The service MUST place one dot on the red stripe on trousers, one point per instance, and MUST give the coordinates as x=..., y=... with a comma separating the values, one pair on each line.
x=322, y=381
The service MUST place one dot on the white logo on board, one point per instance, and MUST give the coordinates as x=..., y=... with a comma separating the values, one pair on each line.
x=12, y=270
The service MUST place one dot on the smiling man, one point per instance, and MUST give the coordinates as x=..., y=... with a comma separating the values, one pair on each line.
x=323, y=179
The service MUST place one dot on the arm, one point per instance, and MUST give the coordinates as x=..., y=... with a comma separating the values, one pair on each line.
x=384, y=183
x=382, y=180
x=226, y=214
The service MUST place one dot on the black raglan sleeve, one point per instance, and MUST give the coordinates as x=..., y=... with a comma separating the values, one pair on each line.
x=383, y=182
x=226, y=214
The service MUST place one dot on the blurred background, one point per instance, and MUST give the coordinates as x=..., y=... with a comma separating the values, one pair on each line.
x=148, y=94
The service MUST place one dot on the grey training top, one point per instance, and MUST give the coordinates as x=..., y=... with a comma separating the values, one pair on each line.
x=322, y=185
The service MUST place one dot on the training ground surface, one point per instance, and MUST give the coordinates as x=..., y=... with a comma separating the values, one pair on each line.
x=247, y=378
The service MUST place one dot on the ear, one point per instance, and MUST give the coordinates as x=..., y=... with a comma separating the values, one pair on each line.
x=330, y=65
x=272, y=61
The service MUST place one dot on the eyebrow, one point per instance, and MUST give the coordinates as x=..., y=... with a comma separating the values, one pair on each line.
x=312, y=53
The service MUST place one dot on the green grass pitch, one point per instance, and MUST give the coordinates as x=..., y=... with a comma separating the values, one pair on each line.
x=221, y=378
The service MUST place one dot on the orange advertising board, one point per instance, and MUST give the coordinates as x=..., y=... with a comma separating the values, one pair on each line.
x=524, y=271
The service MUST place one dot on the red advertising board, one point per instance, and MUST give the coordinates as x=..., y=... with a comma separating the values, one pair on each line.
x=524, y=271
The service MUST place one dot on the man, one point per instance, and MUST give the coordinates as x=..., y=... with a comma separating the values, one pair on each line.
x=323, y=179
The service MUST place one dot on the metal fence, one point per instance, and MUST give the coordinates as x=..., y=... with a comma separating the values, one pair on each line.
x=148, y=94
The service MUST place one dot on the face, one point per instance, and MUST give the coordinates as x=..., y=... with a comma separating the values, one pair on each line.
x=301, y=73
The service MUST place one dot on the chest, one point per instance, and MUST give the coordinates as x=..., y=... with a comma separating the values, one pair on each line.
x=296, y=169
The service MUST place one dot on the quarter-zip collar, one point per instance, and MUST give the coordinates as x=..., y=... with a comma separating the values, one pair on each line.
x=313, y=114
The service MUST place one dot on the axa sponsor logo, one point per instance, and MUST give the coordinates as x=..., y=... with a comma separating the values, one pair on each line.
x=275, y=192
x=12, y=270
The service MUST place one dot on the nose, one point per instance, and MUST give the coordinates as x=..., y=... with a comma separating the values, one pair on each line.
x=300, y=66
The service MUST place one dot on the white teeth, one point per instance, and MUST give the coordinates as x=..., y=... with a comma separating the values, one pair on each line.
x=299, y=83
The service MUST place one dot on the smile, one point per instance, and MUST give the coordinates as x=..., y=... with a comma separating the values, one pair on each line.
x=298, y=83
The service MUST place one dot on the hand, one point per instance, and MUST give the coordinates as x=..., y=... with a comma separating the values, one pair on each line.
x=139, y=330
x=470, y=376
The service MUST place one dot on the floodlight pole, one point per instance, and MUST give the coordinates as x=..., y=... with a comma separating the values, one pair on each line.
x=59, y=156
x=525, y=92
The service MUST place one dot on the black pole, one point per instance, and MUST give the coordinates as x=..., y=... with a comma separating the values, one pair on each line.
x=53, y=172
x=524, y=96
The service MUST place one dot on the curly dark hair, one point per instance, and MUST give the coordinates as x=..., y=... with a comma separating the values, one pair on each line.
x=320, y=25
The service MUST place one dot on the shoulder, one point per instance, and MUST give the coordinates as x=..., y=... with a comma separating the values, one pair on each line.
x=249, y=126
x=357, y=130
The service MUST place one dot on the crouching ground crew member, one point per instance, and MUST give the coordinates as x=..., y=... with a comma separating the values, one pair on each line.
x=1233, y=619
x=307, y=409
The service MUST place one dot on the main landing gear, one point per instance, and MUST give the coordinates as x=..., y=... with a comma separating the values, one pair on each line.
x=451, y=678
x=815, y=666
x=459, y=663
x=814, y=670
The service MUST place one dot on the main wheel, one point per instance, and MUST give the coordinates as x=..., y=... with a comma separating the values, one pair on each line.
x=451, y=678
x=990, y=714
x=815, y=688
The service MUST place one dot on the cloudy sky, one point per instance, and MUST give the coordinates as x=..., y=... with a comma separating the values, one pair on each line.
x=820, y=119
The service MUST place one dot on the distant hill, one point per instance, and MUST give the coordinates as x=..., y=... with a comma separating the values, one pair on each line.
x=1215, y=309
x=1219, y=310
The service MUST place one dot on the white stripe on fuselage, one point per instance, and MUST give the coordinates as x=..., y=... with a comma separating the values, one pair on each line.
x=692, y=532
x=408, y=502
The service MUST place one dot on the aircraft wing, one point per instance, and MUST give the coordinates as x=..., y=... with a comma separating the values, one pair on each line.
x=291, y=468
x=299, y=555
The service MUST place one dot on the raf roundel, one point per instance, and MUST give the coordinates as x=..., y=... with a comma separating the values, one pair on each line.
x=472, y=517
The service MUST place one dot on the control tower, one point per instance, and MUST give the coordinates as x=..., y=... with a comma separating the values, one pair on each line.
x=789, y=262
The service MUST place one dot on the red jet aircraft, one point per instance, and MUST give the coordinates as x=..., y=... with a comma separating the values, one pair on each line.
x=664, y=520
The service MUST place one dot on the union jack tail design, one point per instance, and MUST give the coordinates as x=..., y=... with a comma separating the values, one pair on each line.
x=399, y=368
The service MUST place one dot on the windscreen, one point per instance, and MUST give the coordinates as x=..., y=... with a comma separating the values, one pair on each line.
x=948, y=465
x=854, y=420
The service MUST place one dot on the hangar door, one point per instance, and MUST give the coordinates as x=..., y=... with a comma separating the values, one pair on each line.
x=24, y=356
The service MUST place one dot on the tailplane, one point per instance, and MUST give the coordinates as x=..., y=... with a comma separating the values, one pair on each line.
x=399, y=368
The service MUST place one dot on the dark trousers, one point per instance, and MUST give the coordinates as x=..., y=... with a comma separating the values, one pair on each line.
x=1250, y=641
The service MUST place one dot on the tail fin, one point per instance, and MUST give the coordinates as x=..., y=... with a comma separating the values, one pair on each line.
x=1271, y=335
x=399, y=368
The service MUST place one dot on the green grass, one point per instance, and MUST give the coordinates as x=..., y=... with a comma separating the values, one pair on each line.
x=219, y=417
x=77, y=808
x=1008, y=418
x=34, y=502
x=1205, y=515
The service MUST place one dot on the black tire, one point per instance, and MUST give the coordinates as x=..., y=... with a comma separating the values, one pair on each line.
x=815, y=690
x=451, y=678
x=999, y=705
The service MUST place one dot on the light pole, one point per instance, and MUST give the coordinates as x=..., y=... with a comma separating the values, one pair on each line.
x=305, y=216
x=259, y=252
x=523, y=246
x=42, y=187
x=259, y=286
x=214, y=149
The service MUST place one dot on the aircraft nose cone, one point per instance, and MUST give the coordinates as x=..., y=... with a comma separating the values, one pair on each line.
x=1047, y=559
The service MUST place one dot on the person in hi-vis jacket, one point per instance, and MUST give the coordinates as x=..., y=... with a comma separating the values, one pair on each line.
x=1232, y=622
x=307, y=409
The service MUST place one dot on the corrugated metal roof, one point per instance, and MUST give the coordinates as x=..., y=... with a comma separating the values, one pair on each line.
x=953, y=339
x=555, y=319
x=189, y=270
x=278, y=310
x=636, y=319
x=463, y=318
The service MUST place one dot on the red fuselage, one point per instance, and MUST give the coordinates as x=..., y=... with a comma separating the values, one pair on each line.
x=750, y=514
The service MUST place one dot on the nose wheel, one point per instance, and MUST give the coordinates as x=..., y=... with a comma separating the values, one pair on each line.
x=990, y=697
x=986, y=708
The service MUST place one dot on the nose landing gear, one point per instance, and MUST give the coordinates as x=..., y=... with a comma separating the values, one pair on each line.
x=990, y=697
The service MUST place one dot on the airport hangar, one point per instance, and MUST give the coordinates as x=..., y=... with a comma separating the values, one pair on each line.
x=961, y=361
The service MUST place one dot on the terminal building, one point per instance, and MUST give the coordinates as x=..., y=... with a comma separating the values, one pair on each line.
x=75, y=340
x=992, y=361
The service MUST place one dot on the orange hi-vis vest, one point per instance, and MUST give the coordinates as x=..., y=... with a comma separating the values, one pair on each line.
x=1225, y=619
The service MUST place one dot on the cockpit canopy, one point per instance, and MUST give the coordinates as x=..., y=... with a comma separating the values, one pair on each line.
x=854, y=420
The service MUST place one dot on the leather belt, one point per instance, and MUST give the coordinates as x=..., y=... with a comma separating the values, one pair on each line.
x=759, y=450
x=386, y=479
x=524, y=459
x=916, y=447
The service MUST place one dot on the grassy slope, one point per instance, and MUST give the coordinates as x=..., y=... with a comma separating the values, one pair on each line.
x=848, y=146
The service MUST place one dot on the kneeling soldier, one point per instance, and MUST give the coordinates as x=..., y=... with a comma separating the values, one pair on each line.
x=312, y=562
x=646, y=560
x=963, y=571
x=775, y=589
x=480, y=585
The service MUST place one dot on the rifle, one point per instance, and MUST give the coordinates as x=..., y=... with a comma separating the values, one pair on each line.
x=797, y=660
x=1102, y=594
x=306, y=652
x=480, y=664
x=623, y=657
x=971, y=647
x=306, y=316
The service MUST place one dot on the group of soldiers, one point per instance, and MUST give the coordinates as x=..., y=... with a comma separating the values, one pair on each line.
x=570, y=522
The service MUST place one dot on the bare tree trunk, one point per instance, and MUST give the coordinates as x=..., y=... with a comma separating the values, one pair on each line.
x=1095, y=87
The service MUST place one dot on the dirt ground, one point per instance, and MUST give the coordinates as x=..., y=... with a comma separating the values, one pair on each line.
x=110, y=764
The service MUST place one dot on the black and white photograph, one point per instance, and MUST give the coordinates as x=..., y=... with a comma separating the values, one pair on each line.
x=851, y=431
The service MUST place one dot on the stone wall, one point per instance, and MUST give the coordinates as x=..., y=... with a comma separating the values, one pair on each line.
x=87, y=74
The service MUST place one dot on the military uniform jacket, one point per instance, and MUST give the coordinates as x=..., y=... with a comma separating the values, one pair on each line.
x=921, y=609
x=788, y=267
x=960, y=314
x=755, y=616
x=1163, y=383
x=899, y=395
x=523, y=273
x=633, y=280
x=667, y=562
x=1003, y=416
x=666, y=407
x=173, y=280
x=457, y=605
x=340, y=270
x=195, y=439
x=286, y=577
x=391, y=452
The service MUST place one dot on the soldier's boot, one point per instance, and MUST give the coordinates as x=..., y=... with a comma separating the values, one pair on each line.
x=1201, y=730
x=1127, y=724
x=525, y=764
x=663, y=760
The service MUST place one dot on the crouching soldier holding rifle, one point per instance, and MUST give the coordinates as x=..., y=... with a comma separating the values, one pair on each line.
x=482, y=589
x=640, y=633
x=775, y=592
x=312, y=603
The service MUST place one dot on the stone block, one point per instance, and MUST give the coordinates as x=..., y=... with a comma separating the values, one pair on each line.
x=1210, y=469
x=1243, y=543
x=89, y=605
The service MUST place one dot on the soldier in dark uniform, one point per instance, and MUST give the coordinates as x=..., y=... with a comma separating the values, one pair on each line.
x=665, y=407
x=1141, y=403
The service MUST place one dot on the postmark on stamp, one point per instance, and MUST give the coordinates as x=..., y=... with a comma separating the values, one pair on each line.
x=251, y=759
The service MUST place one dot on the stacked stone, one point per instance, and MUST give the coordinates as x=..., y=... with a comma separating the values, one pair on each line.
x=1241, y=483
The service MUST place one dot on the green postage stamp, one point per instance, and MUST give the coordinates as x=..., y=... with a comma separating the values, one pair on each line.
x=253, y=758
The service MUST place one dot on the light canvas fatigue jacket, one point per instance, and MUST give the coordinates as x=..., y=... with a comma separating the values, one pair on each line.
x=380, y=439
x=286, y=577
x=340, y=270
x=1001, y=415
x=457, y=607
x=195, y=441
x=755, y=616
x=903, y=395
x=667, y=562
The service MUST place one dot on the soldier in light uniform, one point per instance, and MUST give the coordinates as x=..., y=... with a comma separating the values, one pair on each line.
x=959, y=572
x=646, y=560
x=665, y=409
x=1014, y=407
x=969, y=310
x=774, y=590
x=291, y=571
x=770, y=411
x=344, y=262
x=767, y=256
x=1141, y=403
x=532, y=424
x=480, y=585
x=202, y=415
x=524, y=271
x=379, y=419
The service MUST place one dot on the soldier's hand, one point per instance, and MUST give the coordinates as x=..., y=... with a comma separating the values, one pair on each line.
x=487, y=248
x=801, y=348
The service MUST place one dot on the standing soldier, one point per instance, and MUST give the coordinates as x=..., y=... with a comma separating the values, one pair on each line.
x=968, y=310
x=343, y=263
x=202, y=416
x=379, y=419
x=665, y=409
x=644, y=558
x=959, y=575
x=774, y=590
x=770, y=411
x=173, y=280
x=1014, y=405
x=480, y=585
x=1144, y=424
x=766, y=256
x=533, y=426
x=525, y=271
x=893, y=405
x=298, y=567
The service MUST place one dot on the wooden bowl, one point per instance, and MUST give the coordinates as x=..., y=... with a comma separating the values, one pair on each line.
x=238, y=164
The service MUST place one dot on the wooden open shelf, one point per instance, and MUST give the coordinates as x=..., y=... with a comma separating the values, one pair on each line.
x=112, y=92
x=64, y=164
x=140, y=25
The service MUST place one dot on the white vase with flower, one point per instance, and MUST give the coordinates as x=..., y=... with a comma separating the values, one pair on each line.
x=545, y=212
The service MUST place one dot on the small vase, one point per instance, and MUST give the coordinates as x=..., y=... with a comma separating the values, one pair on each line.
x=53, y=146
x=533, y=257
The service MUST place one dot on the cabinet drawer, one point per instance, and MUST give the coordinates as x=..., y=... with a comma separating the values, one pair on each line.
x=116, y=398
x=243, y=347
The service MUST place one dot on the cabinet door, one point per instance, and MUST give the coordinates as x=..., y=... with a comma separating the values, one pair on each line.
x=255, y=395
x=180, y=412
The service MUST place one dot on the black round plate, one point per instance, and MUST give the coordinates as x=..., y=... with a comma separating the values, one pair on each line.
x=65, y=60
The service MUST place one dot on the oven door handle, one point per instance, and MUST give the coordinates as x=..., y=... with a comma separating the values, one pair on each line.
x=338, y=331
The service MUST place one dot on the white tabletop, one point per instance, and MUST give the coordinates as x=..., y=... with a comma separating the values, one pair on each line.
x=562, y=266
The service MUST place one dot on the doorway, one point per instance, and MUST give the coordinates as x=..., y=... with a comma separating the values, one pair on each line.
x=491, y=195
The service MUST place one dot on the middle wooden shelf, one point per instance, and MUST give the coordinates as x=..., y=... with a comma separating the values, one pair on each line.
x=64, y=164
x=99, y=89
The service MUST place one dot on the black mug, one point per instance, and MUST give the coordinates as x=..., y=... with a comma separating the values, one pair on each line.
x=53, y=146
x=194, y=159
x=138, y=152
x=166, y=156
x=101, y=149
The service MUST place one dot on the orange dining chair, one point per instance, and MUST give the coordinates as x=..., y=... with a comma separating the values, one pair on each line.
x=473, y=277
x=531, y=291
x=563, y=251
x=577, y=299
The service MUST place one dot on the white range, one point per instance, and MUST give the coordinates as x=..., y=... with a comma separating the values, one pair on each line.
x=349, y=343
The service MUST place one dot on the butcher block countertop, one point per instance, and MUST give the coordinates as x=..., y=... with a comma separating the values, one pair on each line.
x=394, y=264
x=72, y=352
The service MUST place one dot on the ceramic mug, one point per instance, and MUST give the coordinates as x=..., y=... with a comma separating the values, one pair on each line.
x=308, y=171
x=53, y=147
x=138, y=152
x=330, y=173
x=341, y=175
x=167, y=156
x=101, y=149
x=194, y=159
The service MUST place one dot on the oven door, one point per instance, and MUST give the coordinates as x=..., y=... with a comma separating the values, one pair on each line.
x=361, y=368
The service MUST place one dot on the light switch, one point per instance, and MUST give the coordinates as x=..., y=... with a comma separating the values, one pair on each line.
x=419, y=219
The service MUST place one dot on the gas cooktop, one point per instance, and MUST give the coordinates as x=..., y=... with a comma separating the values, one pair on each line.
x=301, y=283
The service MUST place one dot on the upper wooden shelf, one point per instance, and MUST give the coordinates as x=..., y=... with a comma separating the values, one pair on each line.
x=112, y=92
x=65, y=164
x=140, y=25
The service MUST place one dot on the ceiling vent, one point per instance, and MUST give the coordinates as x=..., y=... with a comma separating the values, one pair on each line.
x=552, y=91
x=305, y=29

────

▸ Task statement: Retype the rows from the first line through the line containing "x=322, y=185", both included, with every character unchanged.

▸ Task response:
The service MUST place one dot on the red stripe on trousers, one point per instance, and MUST give the coordinates as x=..., y=... with a comma separating the values, one pair on each line.
x=322, y=381
The service MUST place one dot on the white logo on board, one point per instance, and MUST give the coordinates as x=..., y=... with a comma separating the values, one pair on each line.
x=12, y=270
The service MUST place one dot on the smiling man, one point per instance, and MUST give the coordinates as x=..., y=... with a comma separating the values, one pair on each line.
x=323, y=179
The service MUST place one dot on the arm, one point per instance, and MUST give the coordinates as x=..., y=... with a comma separating the values, one pair on each line.
x=384, y=183
x=382, y=180
x=226, y=214
The service MUST place one dot on the black raglan sleeve, one point per instance, and MUST give the coordinates as x=..., y=... with a comma separating the values, one pair on each line.
x=383, y=182
x=226, y=214
The service MUST place one dot on the blurred background, one point per instance, and MUST give the coordinates as x=..., y=... with a comma separating the values, one pair on each line.
x=148, y=94
The service MUST place one dot on the grey training top, one point per instance, and MUST give the coordinates as x=..., y=... with a comma separating the values, one pair on each line.
x=322, y=185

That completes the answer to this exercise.